_Reading text:_
======
Heads up pharmaceutical marketing firms: your branded “freebies” at US medical schools may be on their way out. An editorial in the current issue of Archives of Internal Medicine is calling for the new policies on interactions between pharma companies and physicians, even would-be medical professionals. The editorial highlights a study in that publication investigating whether medical students’ attitudes may be influenced by exposure to small branded items such as pens, clipboards, notepads, etc. That study involved 352 third and fourth-year students from the University of Pennsylvania School of Medicine, which has a strict policy against promotional material, and the University of Miami Miller School of Medicine, which does not.
The research involved assessing the relative attitudes toward Lipitor (Pfizer), the branded promotional product, and Zocor (simvastatin, Merck). Results showed that fourth-year students at the University of Miami Miller School of Medicine exposed to Lipitor promotional items had a more favorable implicit attitudes about that drug. Students at the University of Pennsylvania School of Medicine had a more negative attitude about the promoted product, which researchers say may be attributed in part to the school’s policy. As they observe, “The policy … may have heightened the ability of the Penn students to exercise what has been termed ‘persuasion coping effectiveness,’ which produces a goal within oneself to achieve one’s own current learning or attitudinal goal independently of what the marketer seems to be trying to accomplish.” (There was not a significant difference with third-year students, which researchers attribute to the fact that fourth-year students have more clinical experience.)
======
_Apply what you read:_
(1) Translate this sentence from the article on pharmaceutical freebies into Spanish: "The research involved assessing the relative attitudes toward Lipitor (Pfizer), the branded promotional product, and Zocor (simvastatin, Merck)."
(2) Name every small branded item that the article on pharmaceutical freebies gives as an example.
(3) Reproduce everything in the article on pharmaceutical freebies from "Heads up pharmaceutical" down to "which does not.".
You won't need the items to do any of this.

_Records provided:_
======
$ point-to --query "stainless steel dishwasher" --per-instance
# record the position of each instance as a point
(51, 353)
======
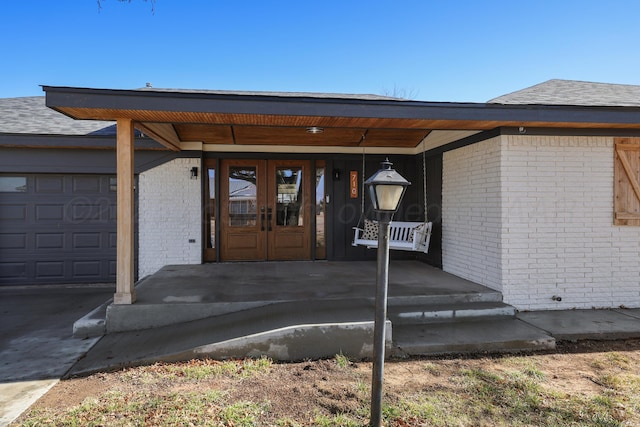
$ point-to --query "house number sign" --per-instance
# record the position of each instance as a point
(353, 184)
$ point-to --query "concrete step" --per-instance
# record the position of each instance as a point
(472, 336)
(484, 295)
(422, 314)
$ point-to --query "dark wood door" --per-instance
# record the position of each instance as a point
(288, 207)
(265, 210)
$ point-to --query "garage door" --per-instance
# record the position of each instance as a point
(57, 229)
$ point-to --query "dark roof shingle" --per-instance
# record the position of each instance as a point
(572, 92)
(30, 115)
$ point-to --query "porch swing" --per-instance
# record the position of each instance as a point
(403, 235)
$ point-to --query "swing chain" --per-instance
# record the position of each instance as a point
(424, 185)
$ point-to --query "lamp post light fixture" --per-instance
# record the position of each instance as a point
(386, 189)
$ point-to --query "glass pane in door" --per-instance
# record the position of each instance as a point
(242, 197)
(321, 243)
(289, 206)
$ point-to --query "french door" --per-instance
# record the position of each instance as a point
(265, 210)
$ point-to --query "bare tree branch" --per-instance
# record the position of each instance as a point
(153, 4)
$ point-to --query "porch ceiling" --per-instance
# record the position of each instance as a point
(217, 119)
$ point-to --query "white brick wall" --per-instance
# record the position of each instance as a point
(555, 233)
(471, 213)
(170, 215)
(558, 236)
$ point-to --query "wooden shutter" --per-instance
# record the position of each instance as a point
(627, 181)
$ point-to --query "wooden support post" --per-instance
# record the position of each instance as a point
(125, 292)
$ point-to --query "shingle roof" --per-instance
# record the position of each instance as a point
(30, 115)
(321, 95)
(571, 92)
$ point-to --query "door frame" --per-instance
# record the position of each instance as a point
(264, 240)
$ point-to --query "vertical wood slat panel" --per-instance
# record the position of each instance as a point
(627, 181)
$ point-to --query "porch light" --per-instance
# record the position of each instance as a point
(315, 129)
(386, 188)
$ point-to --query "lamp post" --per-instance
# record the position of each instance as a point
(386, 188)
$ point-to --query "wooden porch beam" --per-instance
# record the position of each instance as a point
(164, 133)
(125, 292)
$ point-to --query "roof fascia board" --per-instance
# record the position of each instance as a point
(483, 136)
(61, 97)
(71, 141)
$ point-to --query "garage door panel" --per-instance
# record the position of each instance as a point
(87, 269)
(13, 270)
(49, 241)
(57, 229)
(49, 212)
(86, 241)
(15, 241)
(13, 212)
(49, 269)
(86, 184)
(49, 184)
======
_Solved problems:_
(1) La investigación consistió en evaluar las actitudes relativas hacia Lipitor (Pfizer), el producto promocional de marca, y Zocor (simvastatina, Merck).

(2) pens, clipboards, notepads

(3)
Heads up pharmaceutical marketing firms: your branded “freebies” at US medical schools may be on their way out. An editorial in the current issue of Archives of Internal Medicine is calling for the new policies on interactions between pharma companies and physicians, even would-be medical professionals. The editorial highlights a study in that publication investigating whether medical students’ attitudes may be influenced by exposure to small branded items such as pens, clipboards, notepads, etc. That study involved 352 third and fourth-year students from the University of Pennsylvania School of Medicine, which has a strict policy against promotional material, and the University of Miami Miller School of Medicine, which does not.